* [The problem] Copy out the rows below, beginning at the line that contains "Camera-trap review: tag the baseboard" and ending with the last row, and keep the requests in place. Offset every number in the point coordinates by adding 109.

(Rows from a point labeling set)
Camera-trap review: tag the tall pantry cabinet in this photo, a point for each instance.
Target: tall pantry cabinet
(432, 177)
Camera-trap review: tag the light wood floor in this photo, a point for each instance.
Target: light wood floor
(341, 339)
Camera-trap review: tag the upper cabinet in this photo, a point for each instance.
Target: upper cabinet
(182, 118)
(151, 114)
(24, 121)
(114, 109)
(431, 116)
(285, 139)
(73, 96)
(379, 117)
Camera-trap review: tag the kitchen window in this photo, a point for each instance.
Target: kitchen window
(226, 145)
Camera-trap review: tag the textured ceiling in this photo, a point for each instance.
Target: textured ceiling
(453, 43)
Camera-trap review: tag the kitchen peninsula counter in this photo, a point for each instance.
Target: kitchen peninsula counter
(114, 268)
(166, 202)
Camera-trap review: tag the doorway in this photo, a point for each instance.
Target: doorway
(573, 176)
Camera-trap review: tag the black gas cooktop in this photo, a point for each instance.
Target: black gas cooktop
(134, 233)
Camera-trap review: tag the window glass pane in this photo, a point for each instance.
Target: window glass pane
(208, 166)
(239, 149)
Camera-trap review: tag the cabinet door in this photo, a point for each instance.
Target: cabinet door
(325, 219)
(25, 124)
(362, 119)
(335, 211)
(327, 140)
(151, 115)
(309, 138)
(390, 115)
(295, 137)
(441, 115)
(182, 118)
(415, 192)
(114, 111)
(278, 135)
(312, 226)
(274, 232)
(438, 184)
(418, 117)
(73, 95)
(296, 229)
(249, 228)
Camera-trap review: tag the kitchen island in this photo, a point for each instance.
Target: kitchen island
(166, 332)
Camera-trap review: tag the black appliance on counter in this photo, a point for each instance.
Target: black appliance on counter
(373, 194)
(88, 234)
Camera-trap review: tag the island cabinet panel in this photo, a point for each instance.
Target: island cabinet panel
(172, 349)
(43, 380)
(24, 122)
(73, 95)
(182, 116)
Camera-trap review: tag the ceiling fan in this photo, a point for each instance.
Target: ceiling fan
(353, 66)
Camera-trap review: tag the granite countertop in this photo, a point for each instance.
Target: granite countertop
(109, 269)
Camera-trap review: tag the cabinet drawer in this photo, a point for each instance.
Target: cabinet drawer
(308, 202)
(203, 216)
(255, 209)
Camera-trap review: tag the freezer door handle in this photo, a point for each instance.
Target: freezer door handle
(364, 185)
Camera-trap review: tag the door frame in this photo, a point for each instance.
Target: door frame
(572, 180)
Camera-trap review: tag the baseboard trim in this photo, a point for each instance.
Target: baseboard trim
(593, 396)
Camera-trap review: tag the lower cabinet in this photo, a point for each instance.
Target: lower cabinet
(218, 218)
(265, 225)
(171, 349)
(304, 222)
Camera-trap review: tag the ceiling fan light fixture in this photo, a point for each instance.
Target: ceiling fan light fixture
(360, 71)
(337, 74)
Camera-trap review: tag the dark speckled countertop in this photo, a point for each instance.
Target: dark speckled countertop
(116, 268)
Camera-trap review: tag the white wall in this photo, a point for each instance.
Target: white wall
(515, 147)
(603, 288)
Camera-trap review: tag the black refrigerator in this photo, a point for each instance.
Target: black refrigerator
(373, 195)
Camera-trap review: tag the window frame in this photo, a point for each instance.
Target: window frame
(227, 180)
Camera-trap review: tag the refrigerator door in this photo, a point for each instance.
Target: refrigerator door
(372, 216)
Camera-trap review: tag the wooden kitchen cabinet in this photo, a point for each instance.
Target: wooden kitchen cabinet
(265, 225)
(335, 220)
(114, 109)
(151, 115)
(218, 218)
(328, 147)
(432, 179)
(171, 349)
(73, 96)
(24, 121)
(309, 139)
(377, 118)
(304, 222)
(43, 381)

* [Response]
Camera-trap review: tag the baseboard trim in this photo, a point for each instance.
Target: baseboard trim
(702, 505)
Camera-trap review: tag the lower cabinet in this photo, a point for each instance.
Target: lower cabinet
(327, 327)
(374, 334)
(280, 458)
(413, 331)
Camera-trap review: tag the ceiling fan light fixture in this photo, a point for each instance.
Target: ceiling fan light fixture
(469, 180)
(446, 183)
Camera-trap review: tag the dark speckled countertop in this photo, a point for each instance.
Target: dark speckled countertop
(225, 377)
Camera-trap review: tag the white wall in this photo, a point for each instance.
Target: white wall
(624, 256)
(712, 397)
Camera-trap review: tag the black refrigerator in this photo, a point for each instance.
Target: black refrigerator
(482, 304)
Camera-trap review: tag the window frame in this photo, a point for each instance.
Target: window frame
(336, 289)
Camera-trap review: tag the refrigerator door in this photo, a point for each instance.
Target: refrigerator door
(481, 325)
Camera-trap review: tag the wooden kitchen cabinet in this photo, a point for each instance.
Target: wooden kitchen cabinet
(374, 334)
(444, 329)
(223, 218)
(260, 224)
(327, 327)
(437, 256)
(541, 288)
(280, 458)
(182, 205)
(133, 230)
(418, 248)
(486, 227)
(413, 331)
(152, 490)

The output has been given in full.